── Entries provided
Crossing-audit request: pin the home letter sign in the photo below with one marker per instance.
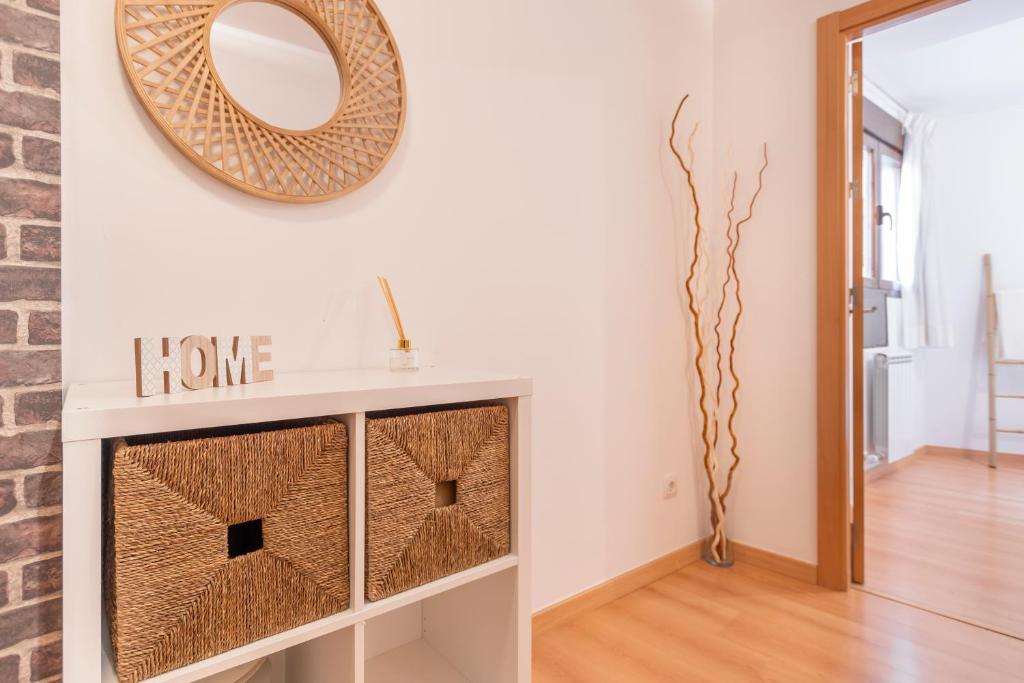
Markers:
(167, 365)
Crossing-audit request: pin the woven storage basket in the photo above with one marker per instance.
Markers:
(214, 543)
(413, 537)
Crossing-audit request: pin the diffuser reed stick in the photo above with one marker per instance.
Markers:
(389, 297)
(403, 356)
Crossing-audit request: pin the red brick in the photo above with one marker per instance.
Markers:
(8, 668)
(8, 327)
(41, 243)
(30, 450)
(44, 327)
(51, 6)
(24, 110)
(6, 151)
(8, 501)
(41, 155)
(46, 660)
(29, 30)
(31, 622)
(35, 408)
(43, 489)
(29, 537)
(41, 579)
(37, 72)
(29, 368)
(33, 284)
(30, 199)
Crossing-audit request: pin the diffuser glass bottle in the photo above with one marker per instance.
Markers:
(403, 357)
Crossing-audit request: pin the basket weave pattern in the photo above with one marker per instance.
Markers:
(173, 595)
(410, 540)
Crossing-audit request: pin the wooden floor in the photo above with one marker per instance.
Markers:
(947, 532)
(748, 624)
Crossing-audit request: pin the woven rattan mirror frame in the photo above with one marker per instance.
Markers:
(165, 48)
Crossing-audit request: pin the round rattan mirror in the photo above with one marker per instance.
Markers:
(291, 130)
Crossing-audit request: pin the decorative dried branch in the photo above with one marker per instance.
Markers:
(710, 462)
(721, 303)
(733, 409)
(697, 302)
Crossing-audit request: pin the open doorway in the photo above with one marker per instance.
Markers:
(940, 344)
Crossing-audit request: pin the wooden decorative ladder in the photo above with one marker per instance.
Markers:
(994, 360)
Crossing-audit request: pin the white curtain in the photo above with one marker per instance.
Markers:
(926, 318)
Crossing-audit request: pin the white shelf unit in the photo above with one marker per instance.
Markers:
(471, 627)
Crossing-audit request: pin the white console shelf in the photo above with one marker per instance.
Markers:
(473, 627)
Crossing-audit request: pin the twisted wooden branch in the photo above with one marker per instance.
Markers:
(721, 304)
(710, 462)
(733, 409)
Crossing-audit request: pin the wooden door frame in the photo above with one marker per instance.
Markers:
(835, 35)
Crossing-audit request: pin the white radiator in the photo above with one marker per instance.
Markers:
(894, 407)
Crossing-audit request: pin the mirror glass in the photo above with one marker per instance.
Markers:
(275, 65)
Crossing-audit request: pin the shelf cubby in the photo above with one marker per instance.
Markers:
(470, 627)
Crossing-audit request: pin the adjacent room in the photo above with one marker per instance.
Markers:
(943, 383)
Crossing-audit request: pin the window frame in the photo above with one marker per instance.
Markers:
(878, 147)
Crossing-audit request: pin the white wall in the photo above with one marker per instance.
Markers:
(976, 177)
(526, 223)
(765, 90)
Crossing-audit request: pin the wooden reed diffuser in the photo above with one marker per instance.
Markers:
(403, 355)
(709, 363)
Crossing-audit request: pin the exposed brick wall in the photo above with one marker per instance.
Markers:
(30, 341)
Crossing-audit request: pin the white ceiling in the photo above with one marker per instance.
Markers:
(967, 58)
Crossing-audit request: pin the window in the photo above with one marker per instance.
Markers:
(881, 194)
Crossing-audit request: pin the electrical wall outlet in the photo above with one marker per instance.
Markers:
(670, 488)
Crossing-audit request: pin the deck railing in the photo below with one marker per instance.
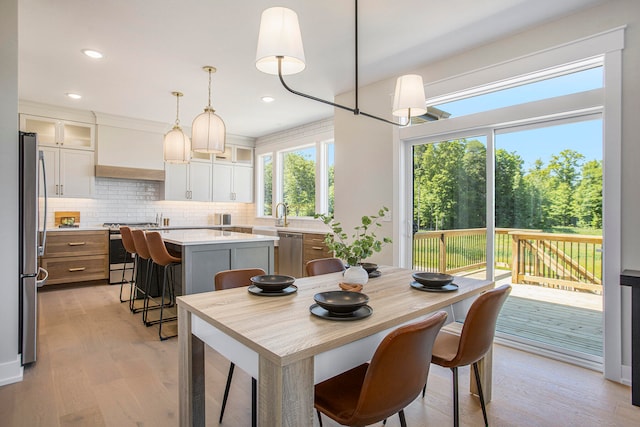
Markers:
(568, 261)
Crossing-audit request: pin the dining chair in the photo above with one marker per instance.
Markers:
(472, 344)
(161, 257)
(374, 391)
(319, 266)
(230, 279)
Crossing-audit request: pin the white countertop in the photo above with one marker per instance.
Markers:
(207, 237)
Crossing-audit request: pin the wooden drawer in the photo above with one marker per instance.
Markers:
(76, 243)
(76, 268)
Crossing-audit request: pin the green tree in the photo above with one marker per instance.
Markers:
(587, 201)
(299, 184)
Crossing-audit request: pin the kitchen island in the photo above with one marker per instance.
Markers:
(206, 252)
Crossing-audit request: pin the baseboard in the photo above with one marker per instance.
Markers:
(11, 372)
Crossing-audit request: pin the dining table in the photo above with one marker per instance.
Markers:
(288, 345)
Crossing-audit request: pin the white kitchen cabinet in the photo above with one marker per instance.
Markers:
(232, 183)
(59, 133)
(188, 182)
(235, 154)
(69, 173)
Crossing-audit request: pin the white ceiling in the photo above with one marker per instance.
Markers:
(154, 47)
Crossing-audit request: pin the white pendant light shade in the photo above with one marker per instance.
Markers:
(208, 133)
(409, 98)
(177, 146)
(280, 36)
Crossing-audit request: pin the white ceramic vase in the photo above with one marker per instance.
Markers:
(356, 275)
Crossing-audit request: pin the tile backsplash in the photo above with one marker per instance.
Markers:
(124, 200)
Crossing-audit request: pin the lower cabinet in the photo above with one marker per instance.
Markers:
(313, 248)
(76, 256)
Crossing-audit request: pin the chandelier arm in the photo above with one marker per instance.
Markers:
(324, 101)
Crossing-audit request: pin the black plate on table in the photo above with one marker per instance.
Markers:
(361, 313)
(253, 289)
(446, 288)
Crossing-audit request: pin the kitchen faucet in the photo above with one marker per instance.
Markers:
(281, 222)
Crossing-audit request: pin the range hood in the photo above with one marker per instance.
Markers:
(103, 171)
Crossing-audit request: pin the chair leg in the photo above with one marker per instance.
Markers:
(254, 401)
(456, 418)
(226, 390)
(403, 422)
(165, 283)
(480, 394)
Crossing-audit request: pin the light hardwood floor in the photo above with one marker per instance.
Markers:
(99, 366)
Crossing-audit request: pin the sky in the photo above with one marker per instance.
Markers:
(584, 137)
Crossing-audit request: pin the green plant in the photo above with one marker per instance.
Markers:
(364, 241)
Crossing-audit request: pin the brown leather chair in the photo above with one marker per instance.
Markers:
(161, 257)
(230, 279)
(130, 251)
(316, 267)
(143, 256)
(376, 390)
(452, 350)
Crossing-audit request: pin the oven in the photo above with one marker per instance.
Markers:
(121, 262)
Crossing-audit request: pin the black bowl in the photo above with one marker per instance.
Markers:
(369, 267)
(432, 280)
(341, 302)
(272, 282)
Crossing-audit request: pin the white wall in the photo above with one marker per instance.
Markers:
(10, 370)
(371, 143)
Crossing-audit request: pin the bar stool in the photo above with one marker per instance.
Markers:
(161, 256)
(130, 251)
(142, 255)
(230, 279)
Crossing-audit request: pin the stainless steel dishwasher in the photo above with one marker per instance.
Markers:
(290, 254)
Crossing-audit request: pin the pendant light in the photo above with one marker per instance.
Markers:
(177, 146)
(208, 131)
(280, 52)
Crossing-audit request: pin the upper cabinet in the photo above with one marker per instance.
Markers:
(67, 148)
(59, 133)
(236, 154)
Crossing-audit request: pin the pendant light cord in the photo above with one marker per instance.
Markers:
(356, 111)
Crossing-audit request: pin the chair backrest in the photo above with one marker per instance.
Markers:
(158, 251)
(127, 239)
(315, 267)
(398, 370)
(140, 243)
(229, 279)
(479, 326)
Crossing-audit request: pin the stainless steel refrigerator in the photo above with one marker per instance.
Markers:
(32, 242)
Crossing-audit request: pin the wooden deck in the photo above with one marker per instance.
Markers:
(563, 320)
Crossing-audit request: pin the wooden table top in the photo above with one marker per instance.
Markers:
(283, 330)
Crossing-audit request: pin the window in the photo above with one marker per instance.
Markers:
(299, 175)
(299, 181)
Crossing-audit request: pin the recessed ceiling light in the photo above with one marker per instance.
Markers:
(92, 53)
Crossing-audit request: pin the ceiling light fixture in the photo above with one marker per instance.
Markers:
(280, 52)
(208, 132)
(177, 146)
(93, 53)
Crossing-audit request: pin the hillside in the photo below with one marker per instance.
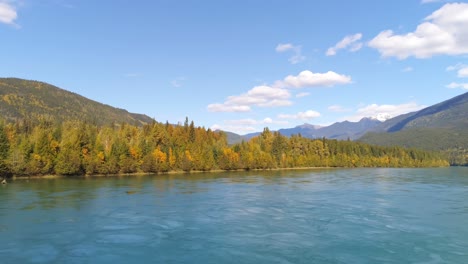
────
* _Work required_:
Pull out each line of the data above that contains the word "kitchen" and copy it unchanged.

* _Exercise output_:
Crossing-audit request: pin the kitchen island in the photo above with one marker per instance.
Crossing-audit request: pin the white kitchen cabinet in the photo above with one marker per instance.
Crossing-audit request: pin the kitchen faucet in the photo above with one marker per instance.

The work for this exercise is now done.